- Material for this task:

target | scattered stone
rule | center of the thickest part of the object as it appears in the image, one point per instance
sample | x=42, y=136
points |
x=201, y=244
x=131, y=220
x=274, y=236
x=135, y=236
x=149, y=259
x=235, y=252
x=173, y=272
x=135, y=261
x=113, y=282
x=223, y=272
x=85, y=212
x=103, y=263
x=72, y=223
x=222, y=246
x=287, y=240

- Challenge:
Copy the records above line for line, with no changes.

- Expected answer:
target | scattered stone
rule | center of the thickest part of the object as it appears in the image, one point per instance
sample | x=42, y=136
points |
x=201, y=244
x=131, y=220
x=274, y=236
x=135, y=236
x=149, y=259
x=235, y=252
x=173, y=272
x=135, y=261
x=113, y=282
x=223, y=272
x=85, y=212
x=103, y=263
x=72, y=223
x=222, y=246
x=287, y=240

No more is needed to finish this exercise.